Burma 2015: The final day, Day 14

Our final day in Burma (Myanmar) includes shopping (what else?) and a final dinner to celebrate our journeys, new experiences and new friends.

By Marilyn Murphy
Thousand Oaks, CA

It’s another travel day and once again, my day to blog. Our magical Burma (Myanmar) journey is drawing to a close, as we’re heading back to Yangon — right where we started.

We enjoyed our fourth and final breakfast of delectable crepes at the Cassiopeia Hotel, where the hospitable General Manager, Ko Soe Lwin, surprised us with big bowls of mountain-grown strawberries. He said he felt guilty because he had offered us the same pancake menu (plain, banana, chocolate or banana-chocolate) for three consecutive mornings! I’ve traveled a lot of places in my 35+ year career, and don’t think I’ve ever been more impressed with a hotel operation than I have been with this little 16-room boutique hotel. In the evenings, many of the staff can be found sitting at the breakfast tables taking English lessons, a critically important skill for anyone in the hospitality industry.
---*---
WHAT YOU ARE ASKED TO DO >>
Reproduce the Burma travel blog post above word for word, from its title through the final sentence.
---*---
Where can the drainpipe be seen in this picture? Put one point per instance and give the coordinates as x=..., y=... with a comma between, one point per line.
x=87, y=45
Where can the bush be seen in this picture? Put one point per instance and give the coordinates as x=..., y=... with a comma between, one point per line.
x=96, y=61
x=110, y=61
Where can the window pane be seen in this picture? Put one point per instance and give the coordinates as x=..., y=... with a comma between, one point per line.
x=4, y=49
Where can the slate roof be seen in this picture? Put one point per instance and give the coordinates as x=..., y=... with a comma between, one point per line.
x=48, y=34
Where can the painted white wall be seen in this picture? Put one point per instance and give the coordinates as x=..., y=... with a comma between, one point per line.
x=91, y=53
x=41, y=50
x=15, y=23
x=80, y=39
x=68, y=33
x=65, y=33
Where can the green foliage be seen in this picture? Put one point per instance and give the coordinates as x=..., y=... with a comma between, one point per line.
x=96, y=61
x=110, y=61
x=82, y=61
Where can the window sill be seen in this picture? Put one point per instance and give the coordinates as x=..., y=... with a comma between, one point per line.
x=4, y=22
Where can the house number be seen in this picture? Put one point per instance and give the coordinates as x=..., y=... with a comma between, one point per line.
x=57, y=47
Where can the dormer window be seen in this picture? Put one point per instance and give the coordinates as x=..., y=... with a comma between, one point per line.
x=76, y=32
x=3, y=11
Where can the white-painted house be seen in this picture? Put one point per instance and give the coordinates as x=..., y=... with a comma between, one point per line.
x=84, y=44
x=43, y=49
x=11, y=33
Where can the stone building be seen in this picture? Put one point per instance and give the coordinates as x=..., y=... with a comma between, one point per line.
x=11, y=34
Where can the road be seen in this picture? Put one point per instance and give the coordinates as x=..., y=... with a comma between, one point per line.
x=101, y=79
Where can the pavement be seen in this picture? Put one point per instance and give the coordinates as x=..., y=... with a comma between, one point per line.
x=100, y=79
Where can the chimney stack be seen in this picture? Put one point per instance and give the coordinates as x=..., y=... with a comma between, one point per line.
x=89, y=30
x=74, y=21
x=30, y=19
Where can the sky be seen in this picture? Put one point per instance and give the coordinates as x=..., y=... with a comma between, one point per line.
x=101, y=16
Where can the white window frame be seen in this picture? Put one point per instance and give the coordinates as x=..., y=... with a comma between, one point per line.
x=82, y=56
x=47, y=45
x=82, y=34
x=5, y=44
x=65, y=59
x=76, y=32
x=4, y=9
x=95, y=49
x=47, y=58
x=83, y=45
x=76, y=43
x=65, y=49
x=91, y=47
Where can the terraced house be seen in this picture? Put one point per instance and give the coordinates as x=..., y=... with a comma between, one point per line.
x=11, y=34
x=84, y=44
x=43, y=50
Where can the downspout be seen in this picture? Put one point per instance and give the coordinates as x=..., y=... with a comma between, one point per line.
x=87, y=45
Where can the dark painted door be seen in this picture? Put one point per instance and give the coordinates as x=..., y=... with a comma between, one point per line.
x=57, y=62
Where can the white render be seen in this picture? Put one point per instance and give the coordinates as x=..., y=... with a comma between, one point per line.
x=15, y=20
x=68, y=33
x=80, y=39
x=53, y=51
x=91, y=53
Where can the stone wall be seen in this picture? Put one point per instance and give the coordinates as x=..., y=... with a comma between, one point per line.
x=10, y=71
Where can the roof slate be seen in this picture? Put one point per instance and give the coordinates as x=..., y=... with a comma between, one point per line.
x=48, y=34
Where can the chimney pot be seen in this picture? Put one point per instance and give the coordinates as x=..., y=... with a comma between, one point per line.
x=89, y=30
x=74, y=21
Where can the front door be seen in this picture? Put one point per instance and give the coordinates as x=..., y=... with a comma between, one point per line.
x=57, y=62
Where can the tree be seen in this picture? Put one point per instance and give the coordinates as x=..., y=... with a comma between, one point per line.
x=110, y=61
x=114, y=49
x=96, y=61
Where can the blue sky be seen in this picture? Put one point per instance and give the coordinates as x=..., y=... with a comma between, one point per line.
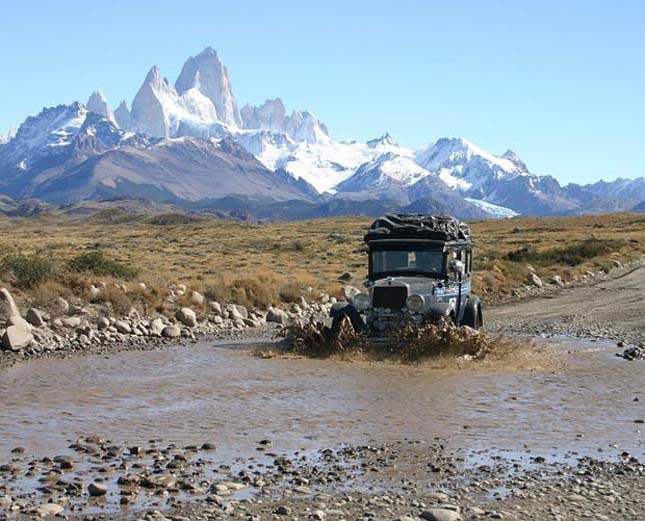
---*---
TASK SOLUTION >>
Burma 2015: The final day, Day 14

Our final day in Burma (Myanmar) includes shopping (what else?) and a final dinner to celebrate our journeys, new experiences and new friends.

By Marilyn Murphy
Thousand Oaks, CA

It’s another travel day and once again, my day to blog. Our magical Burma (Myanmar) journey is drawing to a close, as we’re heading back to Yangon — right where we started.

We enjoyed our fourth and final breakfast of delectable crepes at the Cassiopeia Hotel, where the hospitable General Manager, Ko Soe Lwin, surprised us with big bowls of mountain-grown strawberries. He said he felt guilty because he had offered us the same pancake menu (plain, banana, chocolate or banana-chocolate) for three consecutive mornings! I’ve traveled a lot of places in my 35+ year career, and don’t think I’ve ever been more impressed with a hotel operation than I have been with this little 16-room boutique hotel. In the evenings, many of the staff can be found sitting at the breakfast tables taking English lessons, a critically important skill for anyone in the hospitality industry.